<<<<

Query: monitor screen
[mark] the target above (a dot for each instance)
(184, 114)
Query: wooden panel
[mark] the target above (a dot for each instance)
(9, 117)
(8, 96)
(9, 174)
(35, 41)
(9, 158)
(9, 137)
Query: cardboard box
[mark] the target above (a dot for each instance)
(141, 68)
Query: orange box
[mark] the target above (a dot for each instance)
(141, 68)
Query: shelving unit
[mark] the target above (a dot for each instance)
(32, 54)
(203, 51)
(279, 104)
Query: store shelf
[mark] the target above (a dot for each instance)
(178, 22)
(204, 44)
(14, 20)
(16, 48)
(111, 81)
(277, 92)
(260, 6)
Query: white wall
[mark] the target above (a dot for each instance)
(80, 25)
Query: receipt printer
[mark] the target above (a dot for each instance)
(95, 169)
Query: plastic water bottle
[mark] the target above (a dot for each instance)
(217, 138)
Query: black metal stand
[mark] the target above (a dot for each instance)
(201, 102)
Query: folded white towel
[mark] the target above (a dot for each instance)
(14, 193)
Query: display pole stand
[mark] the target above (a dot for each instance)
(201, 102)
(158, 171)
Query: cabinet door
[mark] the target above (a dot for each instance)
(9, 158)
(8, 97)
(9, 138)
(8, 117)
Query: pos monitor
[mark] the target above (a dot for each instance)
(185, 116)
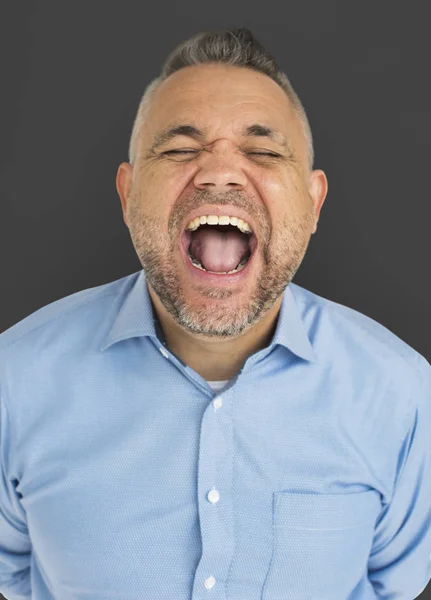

>>>>

Your answer should be every line above that contains the word "monitor".

# [Answer to this problem]
Query: monitor screen
Query: pos monitor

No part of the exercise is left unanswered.